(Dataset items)
________________________________________

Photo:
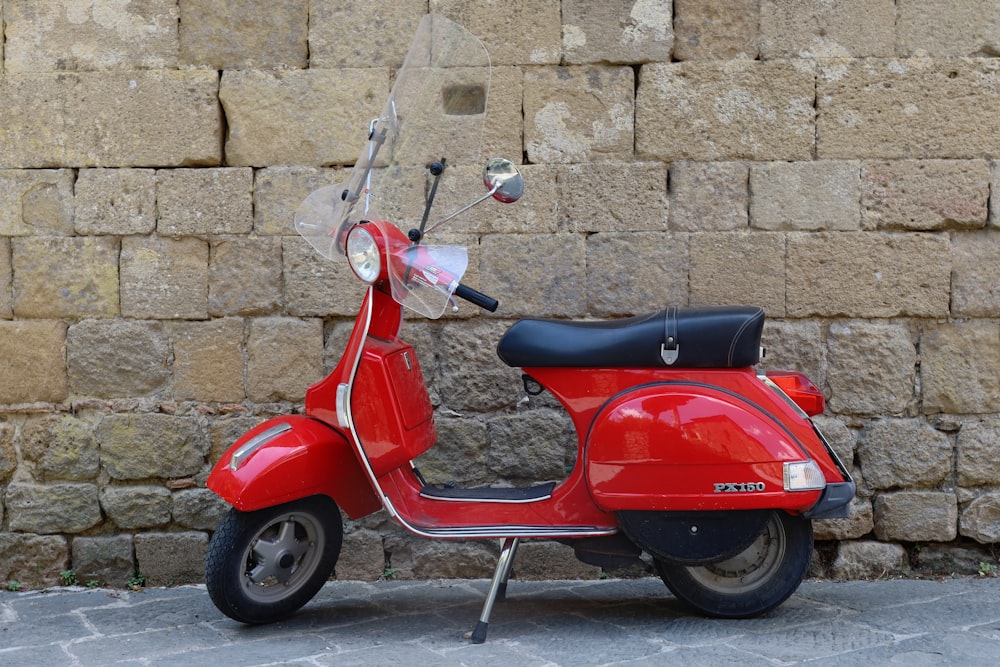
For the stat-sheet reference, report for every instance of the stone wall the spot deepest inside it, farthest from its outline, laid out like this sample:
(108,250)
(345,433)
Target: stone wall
(832,162)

________________________________________

- REQUIRED WORK:
Leave the pictures out and print every record exactly.

- RESULT:
Photo:
For the stat-sheet reference, report for every instance of the stone wall the spot deepest inside it, farthest from its outline, laid out like this sample:
(108,250)
(345,433)
Target: stone wall
(832,162)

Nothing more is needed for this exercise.